[Saved entries]
•••••

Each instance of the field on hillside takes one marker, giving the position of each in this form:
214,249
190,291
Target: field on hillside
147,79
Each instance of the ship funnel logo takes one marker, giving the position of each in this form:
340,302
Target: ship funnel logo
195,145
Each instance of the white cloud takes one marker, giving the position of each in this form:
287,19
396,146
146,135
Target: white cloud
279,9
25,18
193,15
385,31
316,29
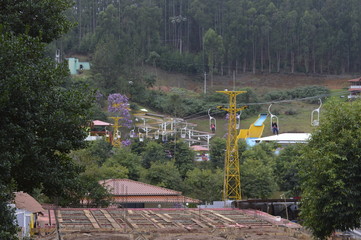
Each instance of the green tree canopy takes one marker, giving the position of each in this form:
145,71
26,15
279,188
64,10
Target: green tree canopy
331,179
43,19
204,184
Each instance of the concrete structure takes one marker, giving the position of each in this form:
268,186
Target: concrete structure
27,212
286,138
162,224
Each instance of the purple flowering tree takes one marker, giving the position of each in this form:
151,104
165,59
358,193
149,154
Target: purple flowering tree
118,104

•••••

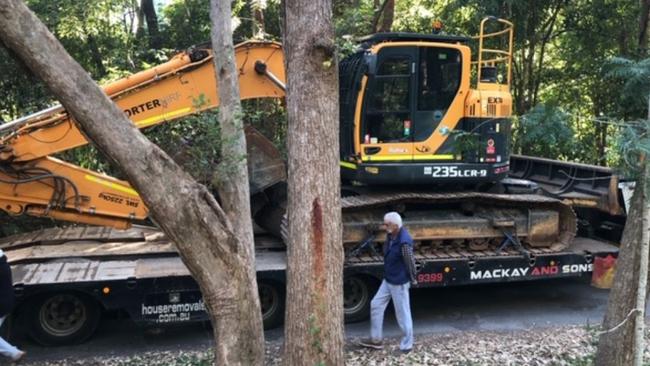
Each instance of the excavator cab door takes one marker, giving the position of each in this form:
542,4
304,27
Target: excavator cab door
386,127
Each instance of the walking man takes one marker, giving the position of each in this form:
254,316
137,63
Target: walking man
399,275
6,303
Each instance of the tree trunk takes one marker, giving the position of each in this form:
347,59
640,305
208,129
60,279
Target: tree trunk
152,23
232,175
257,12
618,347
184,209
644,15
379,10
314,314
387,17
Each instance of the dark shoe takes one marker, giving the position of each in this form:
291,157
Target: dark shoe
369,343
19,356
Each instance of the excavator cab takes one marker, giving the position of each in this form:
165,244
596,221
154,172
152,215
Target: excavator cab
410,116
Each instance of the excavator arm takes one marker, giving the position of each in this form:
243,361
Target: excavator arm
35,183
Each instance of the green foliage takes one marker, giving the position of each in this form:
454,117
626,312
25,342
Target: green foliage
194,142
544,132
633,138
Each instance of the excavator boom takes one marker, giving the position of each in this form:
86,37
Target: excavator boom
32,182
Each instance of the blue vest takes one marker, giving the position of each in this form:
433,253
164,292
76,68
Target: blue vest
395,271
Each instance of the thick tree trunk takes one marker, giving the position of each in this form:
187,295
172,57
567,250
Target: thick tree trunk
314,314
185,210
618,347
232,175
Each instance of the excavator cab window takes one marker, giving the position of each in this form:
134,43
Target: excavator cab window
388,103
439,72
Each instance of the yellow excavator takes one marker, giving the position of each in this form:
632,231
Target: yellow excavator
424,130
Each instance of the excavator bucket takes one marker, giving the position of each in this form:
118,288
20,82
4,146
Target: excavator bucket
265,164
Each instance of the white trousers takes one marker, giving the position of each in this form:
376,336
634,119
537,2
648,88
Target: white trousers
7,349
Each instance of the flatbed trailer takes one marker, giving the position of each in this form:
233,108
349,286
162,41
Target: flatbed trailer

•••••

Directions:
Some lines above contain the word "flatbed". Copy each of them.

Problem solution:
Each instance of the flatbed trailer takes one marker, giving the position of each in this form:
Target: flatbed trailer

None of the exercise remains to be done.